> [Task item] Do these three statements agree with the passage on hand and arm limitations? For each, answer yes or no and quote the words from the passage that decide it. (a) Claimant gives three reasons for her argument that the RFC determination is deficient. (b) The Court finds Claimant's arguments persuasive. (c) Dr. Gill raised the question of repetitive movements.

> [Supplied text]
^^^^

1. Hand and Arm Limitations

Claimant argues that the RFC is flawed and incomplete because the ALJ does not account for the numbness, tingling, and weakness Claimant says she suffers in her hands and does not address Claimant's difficulty with repetitive activity in her upper extremities. Claimant's Brief [ECF No. 20], at 8. Claimant asserts three reasons in support of her argument that the ALJ's RFC determination is deficient, including: (1) the ALJ did not explain how or whether the RFC addressed the question of repetitive movements that Dr. Gill raised; (2) the ALJ's limitation to frequent, as opposed to constant, handling, fingering, and feeling does not account for the restriction of no repetitive use of her upper extremities; and (3) the ALJ's decision is deficient because she did not provide any other medical support than the previous ALJ in support of her RFC finding. Claimant's Brief [ECF No. 20], at 9-10. The Court is not persuaded by Claimant's arguments and will address each in turn.

^^^^

> [Provided data]
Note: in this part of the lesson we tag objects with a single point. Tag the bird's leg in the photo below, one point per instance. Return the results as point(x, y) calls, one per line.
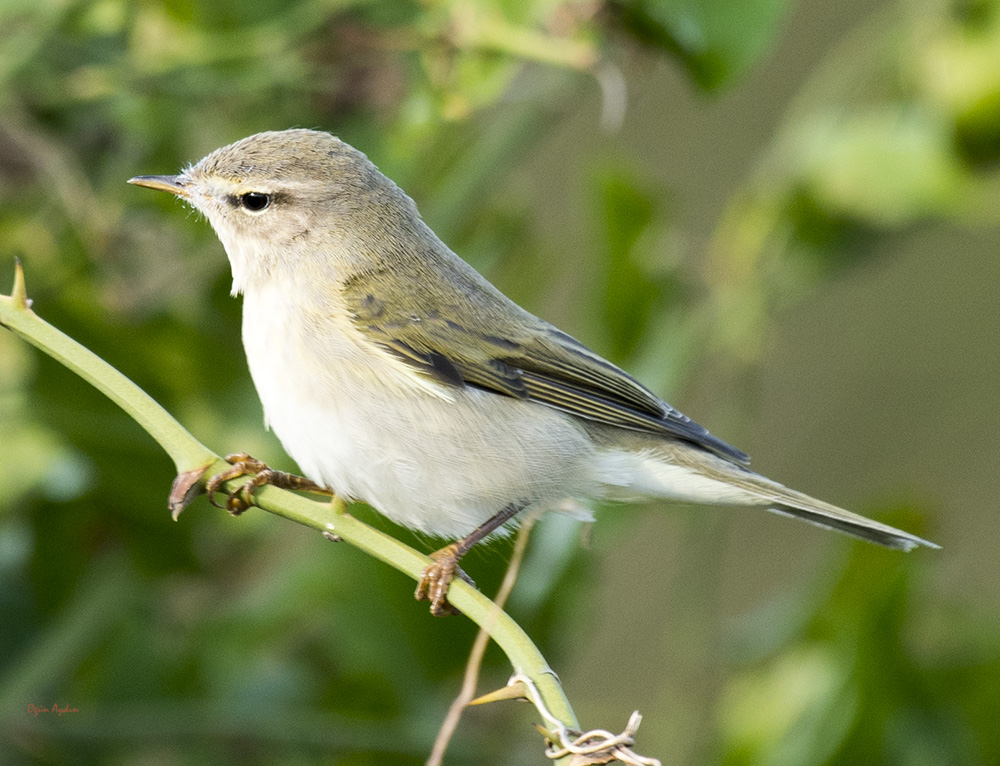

^^^^

> [Written solution]
(a) Yes: "Claimant asserts three reasons in support of her argument that the ALJ's RFC determination is deficient"
(b) No: "The Court is not persuaded by Claimant's arguments"
(c) Yes: "the question of repetitive movements that Dr. Gill raised"